- [WHAT YOU NEED TO DO]: Please copy the data below verbatim, from its first line through the line that contains "(126, 128), (316, 240)", inclusive.

# # #

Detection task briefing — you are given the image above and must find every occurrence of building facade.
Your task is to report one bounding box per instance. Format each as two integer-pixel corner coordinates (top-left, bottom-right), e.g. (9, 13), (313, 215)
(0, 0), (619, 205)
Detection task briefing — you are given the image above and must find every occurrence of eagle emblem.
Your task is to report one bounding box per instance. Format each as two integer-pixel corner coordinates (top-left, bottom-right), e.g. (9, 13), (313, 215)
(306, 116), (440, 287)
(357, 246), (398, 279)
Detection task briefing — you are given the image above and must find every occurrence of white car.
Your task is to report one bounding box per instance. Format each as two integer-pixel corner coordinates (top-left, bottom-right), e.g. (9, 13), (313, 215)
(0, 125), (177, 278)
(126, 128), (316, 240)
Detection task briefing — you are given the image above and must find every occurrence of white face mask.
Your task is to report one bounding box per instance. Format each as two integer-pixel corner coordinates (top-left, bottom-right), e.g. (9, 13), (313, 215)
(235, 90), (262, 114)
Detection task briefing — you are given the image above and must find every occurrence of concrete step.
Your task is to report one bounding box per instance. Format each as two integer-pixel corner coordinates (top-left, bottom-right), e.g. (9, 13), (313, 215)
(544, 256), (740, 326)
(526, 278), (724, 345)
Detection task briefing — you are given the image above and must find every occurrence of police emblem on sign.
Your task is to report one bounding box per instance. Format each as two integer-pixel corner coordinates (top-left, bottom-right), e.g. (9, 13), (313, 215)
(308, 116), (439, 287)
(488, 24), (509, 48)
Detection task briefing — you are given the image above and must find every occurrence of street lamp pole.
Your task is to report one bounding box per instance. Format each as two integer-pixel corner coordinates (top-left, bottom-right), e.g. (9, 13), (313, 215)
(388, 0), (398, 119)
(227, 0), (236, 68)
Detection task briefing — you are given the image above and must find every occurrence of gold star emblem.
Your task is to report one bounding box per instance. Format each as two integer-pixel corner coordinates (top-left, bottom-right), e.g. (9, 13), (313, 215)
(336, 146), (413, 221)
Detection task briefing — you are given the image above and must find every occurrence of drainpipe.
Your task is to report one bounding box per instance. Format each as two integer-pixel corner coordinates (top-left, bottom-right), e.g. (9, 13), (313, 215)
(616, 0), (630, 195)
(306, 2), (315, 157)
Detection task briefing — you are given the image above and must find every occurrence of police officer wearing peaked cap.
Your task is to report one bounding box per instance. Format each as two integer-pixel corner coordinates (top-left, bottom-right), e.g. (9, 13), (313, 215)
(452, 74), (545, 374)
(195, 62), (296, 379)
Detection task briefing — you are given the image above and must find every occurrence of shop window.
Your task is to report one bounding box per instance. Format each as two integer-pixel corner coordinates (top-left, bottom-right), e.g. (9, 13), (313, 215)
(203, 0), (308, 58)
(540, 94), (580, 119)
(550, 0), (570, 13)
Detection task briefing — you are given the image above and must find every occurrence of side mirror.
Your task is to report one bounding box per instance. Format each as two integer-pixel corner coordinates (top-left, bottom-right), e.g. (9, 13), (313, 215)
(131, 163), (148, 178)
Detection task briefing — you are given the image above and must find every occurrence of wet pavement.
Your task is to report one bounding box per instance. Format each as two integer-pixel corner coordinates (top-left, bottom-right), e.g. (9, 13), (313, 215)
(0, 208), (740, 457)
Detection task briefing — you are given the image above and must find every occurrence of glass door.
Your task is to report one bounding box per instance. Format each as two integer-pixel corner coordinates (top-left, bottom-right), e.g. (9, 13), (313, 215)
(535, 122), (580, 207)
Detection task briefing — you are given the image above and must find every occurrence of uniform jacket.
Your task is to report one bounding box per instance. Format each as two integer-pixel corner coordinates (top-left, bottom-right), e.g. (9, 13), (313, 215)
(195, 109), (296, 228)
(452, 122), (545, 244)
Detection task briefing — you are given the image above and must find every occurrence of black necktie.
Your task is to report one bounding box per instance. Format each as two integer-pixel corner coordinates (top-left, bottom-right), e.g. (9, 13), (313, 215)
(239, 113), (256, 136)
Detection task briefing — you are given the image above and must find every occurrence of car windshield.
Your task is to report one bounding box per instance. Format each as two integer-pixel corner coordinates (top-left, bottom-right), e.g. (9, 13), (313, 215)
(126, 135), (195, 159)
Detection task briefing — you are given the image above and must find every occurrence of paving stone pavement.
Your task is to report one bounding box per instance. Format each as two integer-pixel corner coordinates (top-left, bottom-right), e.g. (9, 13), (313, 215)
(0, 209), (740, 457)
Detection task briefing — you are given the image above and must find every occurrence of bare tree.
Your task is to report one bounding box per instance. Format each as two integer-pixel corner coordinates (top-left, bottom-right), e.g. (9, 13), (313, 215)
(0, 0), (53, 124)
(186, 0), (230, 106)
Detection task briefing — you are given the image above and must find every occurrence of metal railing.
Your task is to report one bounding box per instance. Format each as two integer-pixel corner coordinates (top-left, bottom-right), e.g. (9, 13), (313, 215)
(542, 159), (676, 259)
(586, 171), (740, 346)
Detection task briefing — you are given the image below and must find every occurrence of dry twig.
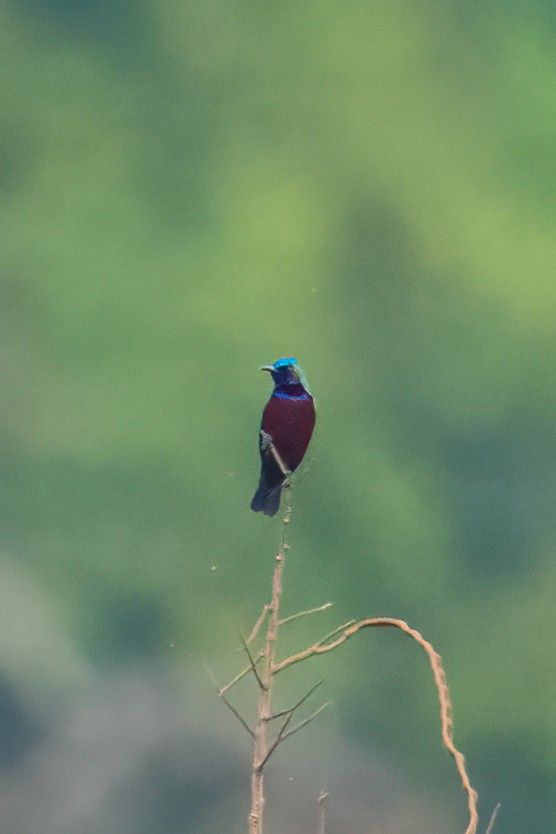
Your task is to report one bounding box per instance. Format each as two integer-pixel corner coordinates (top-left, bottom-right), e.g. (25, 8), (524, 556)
(272, 617), (479, 834)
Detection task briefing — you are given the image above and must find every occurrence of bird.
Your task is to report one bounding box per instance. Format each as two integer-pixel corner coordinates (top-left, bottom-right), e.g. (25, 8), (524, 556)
(251, 356), (316, 515)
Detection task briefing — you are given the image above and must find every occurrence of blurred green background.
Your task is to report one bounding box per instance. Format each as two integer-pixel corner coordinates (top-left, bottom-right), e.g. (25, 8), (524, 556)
(0, 0), (556, 834)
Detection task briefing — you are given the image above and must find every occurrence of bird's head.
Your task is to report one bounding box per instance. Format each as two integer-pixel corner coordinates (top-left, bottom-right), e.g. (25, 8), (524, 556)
(261, 356), (311, 394)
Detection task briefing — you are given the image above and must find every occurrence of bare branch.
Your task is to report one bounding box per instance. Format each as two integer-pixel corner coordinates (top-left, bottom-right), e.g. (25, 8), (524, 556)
(280, 701), (332, 741)
(266, 680), (322, 721)
(485, 802), (501, 834)
(220, 694), (255, 738)
(240, 635), (268, 691)
(317, 620), (355, 646)
(317, 791), (330, 834)
(245, 603), (270, 646)
(203, 663), (255, 738)
(217, 652), (263, 695)
(273, 617), (479, 834)
(280, 602), (334, 625)
(259, 712), (293, 770)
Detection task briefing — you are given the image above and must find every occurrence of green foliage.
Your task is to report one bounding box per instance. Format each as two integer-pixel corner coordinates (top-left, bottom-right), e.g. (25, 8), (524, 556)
(0, 0), (556, 832)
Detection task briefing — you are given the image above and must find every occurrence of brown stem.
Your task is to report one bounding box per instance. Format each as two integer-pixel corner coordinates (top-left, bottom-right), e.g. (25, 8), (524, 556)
(249, 490), (291, 834)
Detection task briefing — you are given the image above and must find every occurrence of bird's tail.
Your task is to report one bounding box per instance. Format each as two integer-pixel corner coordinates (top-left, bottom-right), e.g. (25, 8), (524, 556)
(251, 478), (283, 515)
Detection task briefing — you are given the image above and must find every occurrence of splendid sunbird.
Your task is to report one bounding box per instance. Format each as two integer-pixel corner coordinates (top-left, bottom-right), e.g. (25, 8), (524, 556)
(251, 357), (316, 515)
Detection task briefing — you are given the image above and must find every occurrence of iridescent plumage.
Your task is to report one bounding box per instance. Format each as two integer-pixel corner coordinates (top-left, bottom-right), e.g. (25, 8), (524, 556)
(251, 357), (315, 515)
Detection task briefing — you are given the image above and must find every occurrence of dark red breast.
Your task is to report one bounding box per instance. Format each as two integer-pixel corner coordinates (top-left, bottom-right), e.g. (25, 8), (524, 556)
(261, 394), (315, 472)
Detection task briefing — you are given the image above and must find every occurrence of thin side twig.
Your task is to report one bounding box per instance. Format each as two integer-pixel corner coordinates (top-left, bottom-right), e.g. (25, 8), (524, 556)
(266, 680), (322, 721)
(280, 602), (334, 625)
(281, 701), (332, 741)
(245, 602), (270, 646)
(273, 617), (479, 834)
(317, 791), (330, 834)
(205, 664), (255, 738)
(217, 652), (263, 695)
(240, 635), (268, 689)
(485, 802), (502, 834)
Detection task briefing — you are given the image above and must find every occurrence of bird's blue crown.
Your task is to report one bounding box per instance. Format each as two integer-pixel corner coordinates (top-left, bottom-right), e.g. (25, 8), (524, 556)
(274, 356), (297, 370)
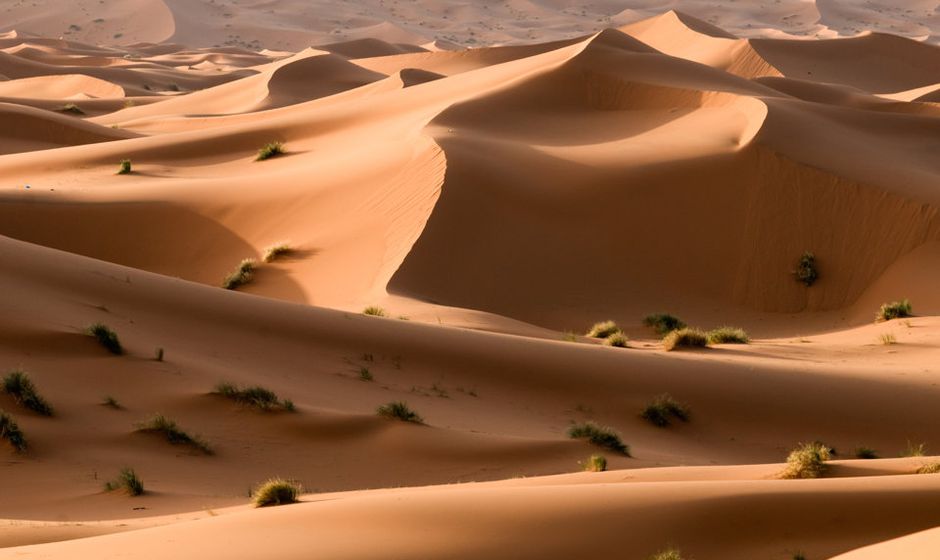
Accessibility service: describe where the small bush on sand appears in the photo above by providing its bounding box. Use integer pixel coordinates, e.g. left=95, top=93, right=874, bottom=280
left=780, top=441, right=832, bottom=479
left=708, top=327, right=751, bottom=344
left=584, top=321, right=621, bottom=338
left=793, top=251, right=819, bottom=287
left=222, top=259, right=258, bottom=290
left=568, top=422, right=630, bottom=457
left=213, top=383, right=290, bottom=411
left=643, top=313, right=686, bottom=336
left=255, top=142, right=286, bottom=161
left=584, top=455, right=607, bottom=472
left=3, top=370, right=52, bottom=416
left=663, top=327, right=708, bottom=352
left=376, top=401, right=424, bottom=424
left=137, top=414, right=212, bottom=455
left=254, top=478, right=303, bottom=507
left=85, top=323, right=124, bottom=356
left=104, top=467, right=144, bottom=496
left=875, top=299, right=913, bottom=322
left=640, top=393, right=689, bottom=428
left=264, top=241, right=294, bottom=262
left=0, top=409, right=27, bottom=453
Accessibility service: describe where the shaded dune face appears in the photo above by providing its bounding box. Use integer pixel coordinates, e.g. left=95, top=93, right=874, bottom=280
left=0, top=7, right=940, bottom=560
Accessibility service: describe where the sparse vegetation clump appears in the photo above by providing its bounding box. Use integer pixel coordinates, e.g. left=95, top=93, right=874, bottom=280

# # #

- [CORRECT ANSWER]:
Detection task briefing — you are given the image above and must find every occurrence of building facade.
Your task is to report one bounding box per instance. Format each as two integer-pixel corner coordinates (top-left, bottom-right), e.g. (9, 13), (313, 215)
(0, 0), (619, 205)
Detection task briefing — you are given the image above and must find every occurrence of eagle emblem.
Your task is to report one bounding box per instance. Format each as two integer-pixel corner coordinates (top-left, bottom-right), e.g. (9, 13), (313, 215)
(306, 116), (440, 287)
(357, 246), (398, 279)
Detection task briefing — you are given the image above and must find every occurrence of white car.
Your task is to report one bounding box per instance. Format each as two integer-pixel corner coordinates (top-left, bottom-right), e.g. (9, 13), (313, 215)
(0, 125), (177, 278)
(126, 128), (316, 240)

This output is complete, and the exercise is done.